READING PASSAGE:
Abstract: Most programmers had a blind spot with the statement "arr[size++] = e;" We somehow think that size will be updated after the assignment. In this newsletter we look at this basic concurrency bug and also present a solution in the form of the Java 8 StampedLock.
Welcome to the 242nd edition of The Java(tm) Specialists' Newsletter, sent to you from rainy Crete. We always get amazed with the first real rain of the season. How dare water fall from the sky? And what is that grey up there? Our olive trees do need a slurp of water to fatten up the fruit for harvesting. Sadly, thanks to gale force winds, a large portion of our crop is now turning into compost. Oh well, maybe next year we can fill our vats again. Until then, rations!
It gives me great pleasure to welcome Burkina Faso to my list of confirmed subscriber countries, bringing the total to 138.
The Java Specialists Slack Team is on fire. Almost 2000 members already, exchanging great ideas, learning new things. We have team members in 22 time zones. This means you can find someone to chat to about Java in real time at any time of day or night. To join, please fill in your details here and you will automagically receive an invite from Slack (but please do check your SPAM folder).
javaspecialists.teachable.com: Please visit our new self-study course catalog to see how you can upskill your Java knowledge.

TASKS:
- 1) In the newsletter, what is the total number of confirmed subscriber countries once Burkina Faso is added?
- 2) Write out the newsletter word for word, from "It gives me" to "your SPAM folder).".

SOURCE DATA:
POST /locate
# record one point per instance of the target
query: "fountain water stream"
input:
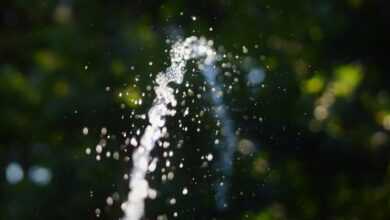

RESPONSES BY TASK:
- 1) 138

- 2)
It gives me great pleasure to welcome Burkina Faso to my list of confirmed subscriber countries, bringing the total to 138.
The Java Specialists Slack Team is on fire. Almost 2000 members already, exchanging great ideas, learning new things. We have team members in 22 time zones. This means you can find someone to chat to about Java in real time at any time of day or night. To join, please fill in your details here and you will automagically receive an invite from Slack (but please do check your SPAM folder).